**Trecho da fonte:**

O governador Romeu Zema (Novo) vetou diversos dispositivos do Plano Plurianual de Ação Governamental (PPAG) 2024-2025, publicado no último dia 31 no Diário Oficial do Estado. Dentre eles, estão ações importantes de apoio a mulheres em situação de vulnerabilidade social, inclusão da população LGBTI+ e auxílio a cuidadores exclusivos de pessoas com deficiência.
Especialistas avaliam com preocupação os vetos, que podem prejudicar a assistência a essas populações, já vulnerabilizadas. A Assembleia Legislativa de Minas Gerais (ALMG), no retorno às atividades parlamentares, deve analisar os vetos do governador, que podem ser derrubados por maioria absoluta de 39 votos.
O PPAG indica, para o período de quatro anos, os gastos e investimentos previstos pelo Estado, sendo revisado anualmente. É por meio dele que o governo e a sociedade civil planejam suas ações e distribuição de recursos, estabelecendo metas e programas a longo prazo.
Barbara Ravenna, presidente da União Brasileira de Mulheres em Minas Gerais (UBM-MG) , questiona os vetos. “As ações vetadas pelo governador fazem parte do dever estatal de garantir direitos sociais fundamentais, conforme previsto na Constituição”, defende.
“Quando o governador veta essas propostas ele está mais uma vez se isentando da sua responsabilidade com o povo mineiro. O papel do governo é garantir o bem-estar e a proteção de todos os cidadãos, especialmente dos grupos mais vulneráveis. Esses vetos não só dificultam a vida dessas populações, mas também mostram que o governo não está sendo sensível ou responsável com a vida de muitos mineiros", denuncia Barbara.
Acenos a extrema direita
Isabel Gonçalves, da Coordenação Estadual da Marcha Mundial das Mulheres (MMM), ressalta que esta irresponsabilidade com as populações vulnerabilizadas está diretamente relacionada a uma tentativa de aproximação, por parte de Zema, de pautas caras à extrema direita.
“A investida da extrema direita sobre nossas vidas é impulsionada por uma agenda conservadora que promove violência e discriminação. Os vetos realizados por Zema são a expressão concreta desse projeto que possui caráter patriarcal, LGBTfóbico e racista”, comenta.
Vetos afetam ações para mulheres, população LGBTI+ e pessoas com deficiência
Perspectiva com a qual Barbara Ravenna também corrobora. “Tem áreas, principalmente quando falamos de assistência social e inclusão, em que a ação do Estado é importantíssima para garantir que as pessoas mais vulneráveis recebam o apoio que precisam. A população não elegeu uma empresa, embora o governador ache que o Estado seja uma de suas empresas privadas", critica Isabel.

**Objetivo do exercício:** Liste, por favor, todas as pessoas citadas pelo nome no trecho sobre os vetos ao PPAG 2024-2025. As linhas a seguir não têm papel nenhum aqui.

**Dados fornecidos:**
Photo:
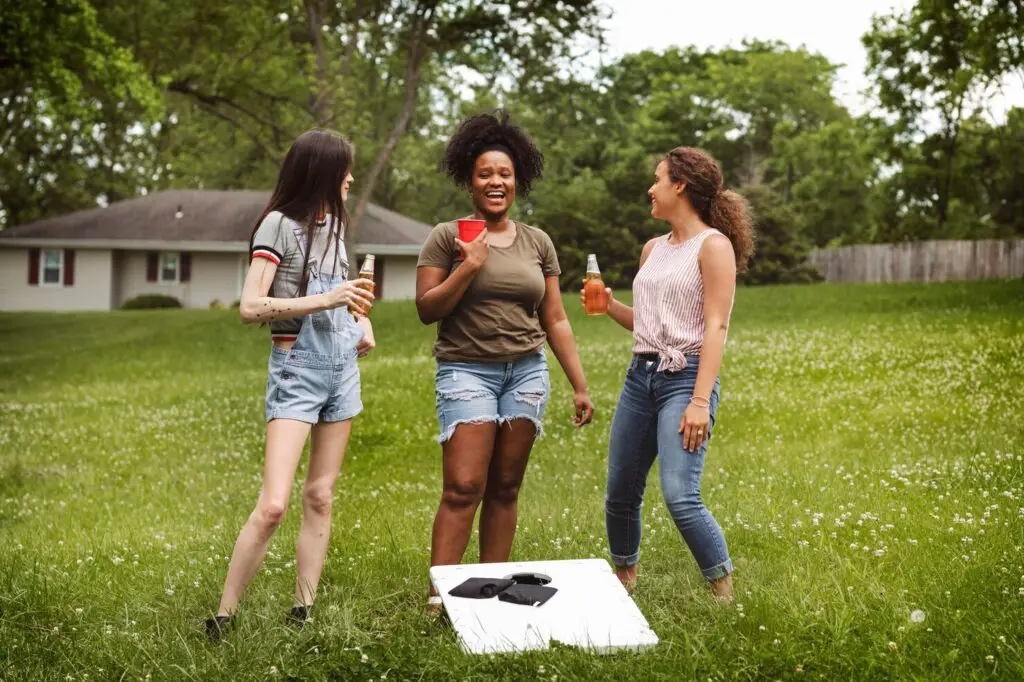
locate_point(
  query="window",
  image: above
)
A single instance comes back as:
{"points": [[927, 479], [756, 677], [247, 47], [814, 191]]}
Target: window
{"points": [[52, 267], [169, 267]]}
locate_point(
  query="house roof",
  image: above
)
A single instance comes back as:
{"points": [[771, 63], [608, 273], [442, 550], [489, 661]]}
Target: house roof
{"points": [[220, 220]]}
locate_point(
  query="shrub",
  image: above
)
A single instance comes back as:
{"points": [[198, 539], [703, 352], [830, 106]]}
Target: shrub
{"points": [[151, 301]]}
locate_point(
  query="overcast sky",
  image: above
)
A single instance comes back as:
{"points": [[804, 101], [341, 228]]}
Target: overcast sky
{"points": [[832, 28]]}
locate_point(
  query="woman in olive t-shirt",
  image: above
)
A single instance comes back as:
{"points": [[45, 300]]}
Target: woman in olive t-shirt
{"points": [[496, 300]]}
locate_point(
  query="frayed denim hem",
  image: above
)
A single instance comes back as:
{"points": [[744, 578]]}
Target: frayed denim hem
{"points": [[496, 419]]}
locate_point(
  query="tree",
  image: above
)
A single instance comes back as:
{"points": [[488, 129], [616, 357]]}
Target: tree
{"points": [[940, 57], [76, 109], [255, 75]]}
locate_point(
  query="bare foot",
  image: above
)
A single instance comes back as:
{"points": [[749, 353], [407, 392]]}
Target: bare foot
{"points": [[628, 577], [434, 605], [722, 589]]}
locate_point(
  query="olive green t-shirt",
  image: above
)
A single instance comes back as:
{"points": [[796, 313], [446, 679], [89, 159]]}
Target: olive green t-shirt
{"points": [[497, 320]]}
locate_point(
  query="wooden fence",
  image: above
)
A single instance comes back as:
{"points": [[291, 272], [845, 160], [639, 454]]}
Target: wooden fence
{"points": [[922, 261]]}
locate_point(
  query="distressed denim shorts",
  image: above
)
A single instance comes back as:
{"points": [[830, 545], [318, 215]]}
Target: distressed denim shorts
{"points": [[312, 387], [482, 392]]}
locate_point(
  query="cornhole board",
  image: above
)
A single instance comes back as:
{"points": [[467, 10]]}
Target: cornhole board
{"points": [[591, 610]]}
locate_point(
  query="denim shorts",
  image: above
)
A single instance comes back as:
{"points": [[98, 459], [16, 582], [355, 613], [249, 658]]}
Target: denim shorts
{"points": [[312, 387], [482, 392]]}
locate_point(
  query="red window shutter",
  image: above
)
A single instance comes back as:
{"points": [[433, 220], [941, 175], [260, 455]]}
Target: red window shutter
{"points": [[185, 272], [33, 266], [69, 267]]}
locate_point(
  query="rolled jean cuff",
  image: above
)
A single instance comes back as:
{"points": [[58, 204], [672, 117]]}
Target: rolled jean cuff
{"points": [[625, 561], [719, 571]]}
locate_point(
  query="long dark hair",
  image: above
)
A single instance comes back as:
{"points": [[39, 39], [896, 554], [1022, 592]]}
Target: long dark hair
{"points": [[486, 132], [308, 185], [724, 210]]}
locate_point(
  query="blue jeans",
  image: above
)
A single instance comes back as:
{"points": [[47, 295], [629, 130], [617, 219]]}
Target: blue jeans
{"points": [[499, 392], [646, 425]]}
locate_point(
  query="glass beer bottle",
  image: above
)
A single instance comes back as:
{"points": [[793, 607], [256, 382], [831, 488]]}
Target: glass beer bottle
{"points": [[366, 272], [595, 295]]}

**Resposta do exercício:**
Romeu Zema
Barbara Ravenna
Isabel Gonçalves